» **What is required**
Copy the lines of the recorded data verbatim, starting at the line containing "Outline every towel on bar." and ending at the line containing "0,294,285,426", with both of those lines included.

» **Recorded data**
----------------------------------------

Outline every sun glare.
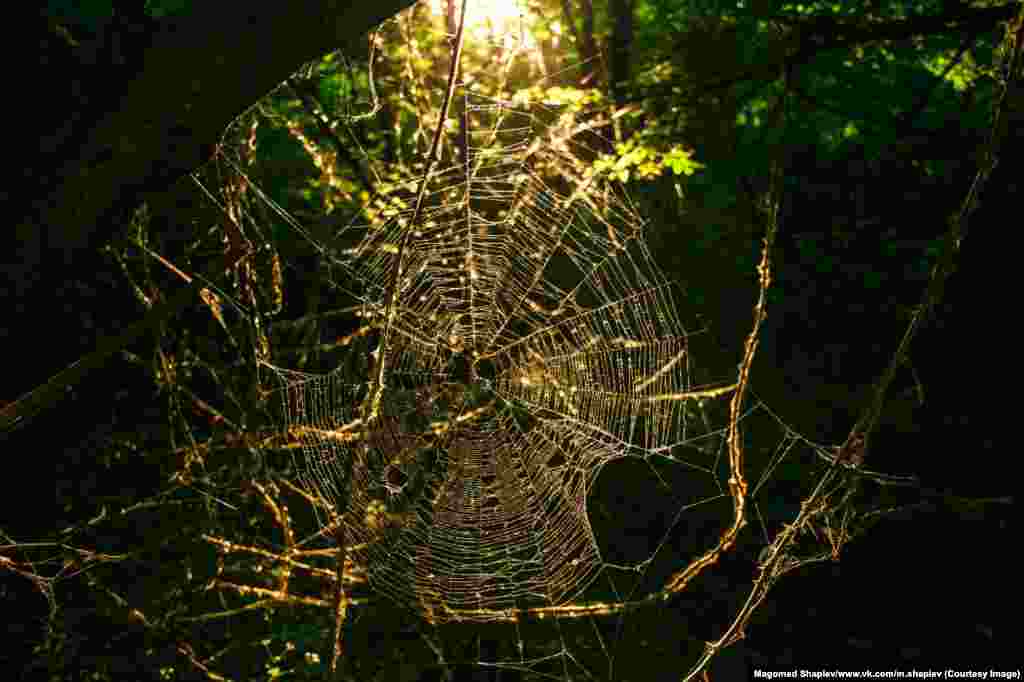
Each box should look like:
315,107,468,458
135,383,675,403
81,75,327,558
430,0,534,47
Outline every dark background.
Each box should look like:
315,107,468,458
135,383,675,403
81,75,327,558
0,3,1022,680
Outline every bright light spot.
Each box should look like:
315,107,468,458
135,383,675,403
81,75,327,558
430,0,536,48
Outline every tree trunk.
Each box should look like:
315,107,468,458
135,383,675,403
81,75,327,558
8,0,413,298
608,0,633,106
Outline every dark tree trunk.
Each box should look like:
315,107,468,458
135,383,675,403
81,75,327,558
608,0,633,106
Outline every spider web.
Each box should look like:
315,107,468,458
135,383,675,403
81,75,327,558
244,83,745,623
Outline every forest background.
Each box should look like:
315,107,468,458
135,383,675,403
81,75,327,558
0,0,1024,680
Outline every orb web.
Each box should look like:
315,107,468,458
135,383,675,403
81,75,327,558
247,86,741,622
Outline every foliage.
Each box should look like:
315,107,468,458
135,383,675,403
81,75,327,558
12,0,1019,679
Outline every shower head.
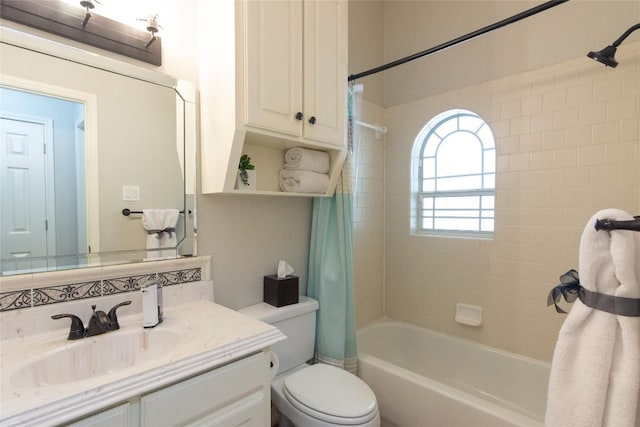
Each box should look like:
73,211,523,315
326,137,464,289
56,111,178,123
587,46,618,68
587,23,640,68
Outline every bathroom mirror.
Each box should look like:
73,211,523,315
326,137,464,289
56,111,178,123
0,27,196,275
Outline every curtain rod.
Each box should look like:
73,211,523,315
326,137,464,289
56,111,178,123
347,0,569,81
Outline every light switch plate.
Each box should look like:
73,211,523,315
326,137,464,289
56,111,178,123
122,185,140,202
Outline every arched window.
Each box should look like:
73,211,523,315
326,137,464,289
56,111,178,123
412,109,496,237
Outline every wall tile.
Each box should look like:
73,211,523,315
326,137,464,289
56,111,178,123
382,45,640,360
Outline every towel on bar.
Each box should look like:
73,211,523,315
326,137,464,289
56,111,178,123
284,147,330,173
545,209,640,427
142,209,180,259
279,169,329,193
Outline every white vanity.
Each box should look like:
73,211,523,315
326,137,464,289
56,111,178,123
0,294,285,426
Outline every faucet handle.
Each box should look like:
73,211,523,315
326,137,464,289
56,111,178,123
51,314,85,340
107,301,131,331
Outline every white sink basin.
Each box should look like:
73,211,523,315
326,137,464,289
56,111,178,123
11,328,182,387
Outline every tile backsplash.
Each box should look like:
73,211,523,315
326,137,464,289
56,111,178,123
0,257,211,312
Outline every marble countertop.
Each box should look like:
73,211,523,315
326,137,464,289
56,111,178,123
0,301,285,426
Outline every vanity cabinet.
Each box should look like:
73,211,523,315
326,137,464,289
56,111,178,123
199,0,347,196
70,352,271,427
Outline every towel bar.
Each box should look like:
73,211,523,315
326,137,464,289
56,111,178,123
122,208,191,216
594,216,640,231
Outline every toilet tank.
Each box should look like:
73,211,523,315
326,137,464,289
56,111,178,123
238,296,319,373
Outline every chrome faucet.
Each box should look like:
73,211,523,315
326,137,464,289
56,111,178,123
51,301,131,340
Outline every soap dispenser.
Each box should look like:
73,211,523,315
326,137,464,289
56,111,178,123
140,282,162,328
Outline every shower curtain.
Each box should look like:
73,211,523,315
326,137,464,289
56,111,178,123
307,87,358,374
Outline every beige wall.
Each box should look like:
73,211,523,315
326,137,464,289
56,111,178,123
385,43,640,360
382,0,640,107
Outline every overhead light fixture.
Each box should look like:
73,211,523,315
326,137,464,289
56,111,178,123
138,13,162,49
587,23,640,68
80,0,98,28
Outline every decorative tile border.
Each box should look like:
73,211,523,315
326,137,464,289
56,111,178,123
31,280,102,307
0,267,202,312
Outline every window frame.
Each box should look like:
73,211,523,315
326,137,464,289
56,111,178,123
411,109,497,239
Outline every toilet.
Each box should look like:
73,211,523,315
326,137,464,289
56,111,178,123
239,296,380,427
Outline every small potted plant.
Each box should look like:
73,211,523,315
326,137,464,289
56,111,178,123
237,154,256,190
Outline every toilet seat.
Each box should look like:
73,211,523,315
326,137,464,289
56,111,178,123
282,364,377,425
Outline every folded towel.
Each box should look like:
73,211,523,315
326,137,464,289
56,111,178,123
284,147,330,173
545,209,640,427
142,209,180,259
279,169,329,193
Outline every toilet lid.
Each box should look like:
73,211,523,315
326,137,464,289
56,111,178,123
282,363,377,424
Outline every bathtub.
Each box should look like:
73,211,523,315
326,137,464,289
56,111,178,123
357,321,550,427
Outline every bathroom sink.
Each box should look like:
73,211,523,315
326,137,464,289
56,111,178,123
11,328,182,387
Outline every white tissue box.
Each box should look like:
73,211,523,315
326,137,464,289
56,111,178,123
263,274,298,307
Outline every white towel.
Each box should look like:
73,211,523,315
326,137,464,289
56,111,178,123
142,209,180,259
545,209,640,427
284,147,330,173
279,169,329,193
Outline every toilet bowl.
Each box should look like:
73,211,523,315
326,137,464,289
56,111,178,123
271,364,380,427
239,296,380,427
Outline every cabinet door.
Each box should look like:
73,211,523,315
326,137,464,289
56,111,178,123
67,403,134,427
304,0,348,146
140,353,271,427
245,0,304,136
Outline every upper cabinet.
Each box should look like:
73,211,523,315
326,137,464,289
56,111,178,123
199,0,347,196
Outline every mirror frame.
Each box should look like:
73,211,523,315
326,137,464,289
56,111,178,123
0,23,197,277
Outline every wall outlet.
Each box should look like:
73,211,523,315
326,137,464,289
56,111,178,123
122,185,140,202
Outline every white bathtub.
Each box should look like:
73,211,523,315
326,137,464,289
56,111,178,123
357,321,550,427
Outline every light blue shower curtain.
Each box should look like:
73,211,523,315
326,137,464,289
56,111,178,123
307,88,358,373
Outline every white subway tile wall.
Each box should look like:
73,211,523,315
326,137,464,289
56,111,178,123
380,43,640,360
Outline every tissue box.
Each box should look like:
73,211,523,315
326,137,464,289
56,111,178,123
264,274,298,307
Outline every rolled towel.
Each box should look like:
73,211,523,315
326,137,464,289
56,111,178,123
279,169,329,193
284,147,331,173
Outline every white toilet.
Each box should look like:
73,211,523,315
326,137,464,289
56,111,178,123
240,297,380,427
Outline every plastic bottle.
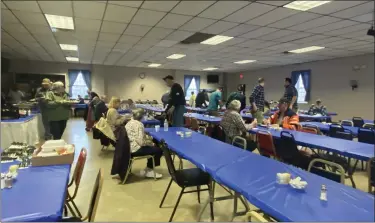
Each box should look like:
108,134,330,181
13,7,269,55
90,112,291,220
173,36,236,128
164,119,168,132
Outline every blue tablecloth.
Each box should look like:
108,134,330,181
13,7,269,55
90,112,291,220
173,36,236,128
300,122,359,136
1,114,36,122
215,154,374,222
145,127,251,178
1,163,70,222
250,127,374,161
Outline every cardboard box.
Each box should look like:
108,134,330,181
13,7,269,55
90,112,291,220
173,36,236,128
31,145,75,166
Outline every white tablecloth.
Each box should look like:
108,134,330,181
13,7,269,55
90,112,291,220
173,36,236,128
1,114,44,149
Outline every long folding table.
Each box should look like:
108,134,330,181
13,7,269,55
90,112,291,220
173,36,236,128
146,127,375,222
1,162,70,222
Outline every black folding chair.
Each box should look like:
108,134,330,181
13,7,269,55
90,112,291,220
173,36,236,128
352,117,365,128
159,140,214,222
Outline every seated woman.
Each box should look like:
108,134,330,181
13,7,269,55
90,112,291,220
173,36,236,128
107,97,131,131
220,100,257,151
263,98,299,130
125,108,163,178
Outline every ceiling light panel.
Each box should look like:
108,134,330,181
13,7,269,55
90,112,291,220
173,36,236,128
288,46,325,53
45,14,74,30
284,1,331,11
234,60,256,64
167,54,186,60
201,35,233,45
60,44,78,51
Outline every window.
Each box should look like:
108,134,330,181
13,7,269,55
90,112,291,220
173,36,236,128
71,72,88,98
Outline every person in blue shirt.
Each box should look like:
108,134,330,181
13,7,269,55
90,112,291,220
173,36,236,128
207,88,223,116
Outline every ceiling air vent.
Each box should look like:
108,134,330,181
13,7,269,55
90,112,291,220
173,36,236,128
180,33,215,44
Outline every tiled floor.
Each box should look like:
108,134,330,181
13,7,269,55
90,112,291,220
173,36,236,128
63,119,367,222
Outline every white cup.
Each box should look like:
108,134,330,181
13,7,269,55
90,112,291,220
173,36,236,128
155,125,160,132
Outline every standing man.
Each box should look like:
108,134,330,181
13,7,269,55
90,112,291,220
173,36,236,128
250,78,264,123
284,77,298,113
163,75,186,127
35,78,52,140
207,88,223,116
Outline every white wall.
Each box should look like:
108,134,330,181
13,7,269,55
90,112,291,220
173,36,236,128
9,60,223,101
227,54,374,120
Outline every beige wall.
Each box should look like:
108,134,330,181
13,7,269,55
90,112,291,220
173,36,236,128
227,54,374,120
9,60,223,101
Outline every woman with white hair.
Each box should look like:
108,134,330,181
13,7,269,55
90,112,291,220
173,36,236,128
125,108,163,178
46,81,74,140
220,100,258,151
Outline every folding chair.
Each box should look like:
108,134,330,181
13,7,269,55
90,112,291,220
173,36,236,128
232,136,247,150
341,120,354,126
64,148,87,218
256,130,278,159
159,140,214,222
307,159,345,184
352,117,365,127
62,169,104,222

----------------------------------------

» **Answer to this problem**
Outline every towel on bar.
Each box should look like:
73,211,523,315
326,137,464,289
56,111,178,123
284,147,330,173
545,209,640,427
142,209,180,259
279,169,329,193
Outline every white vanity.
Each box should look like:
73,211,523,315
326,137,464,289
56,111,178,123
0,294,285,426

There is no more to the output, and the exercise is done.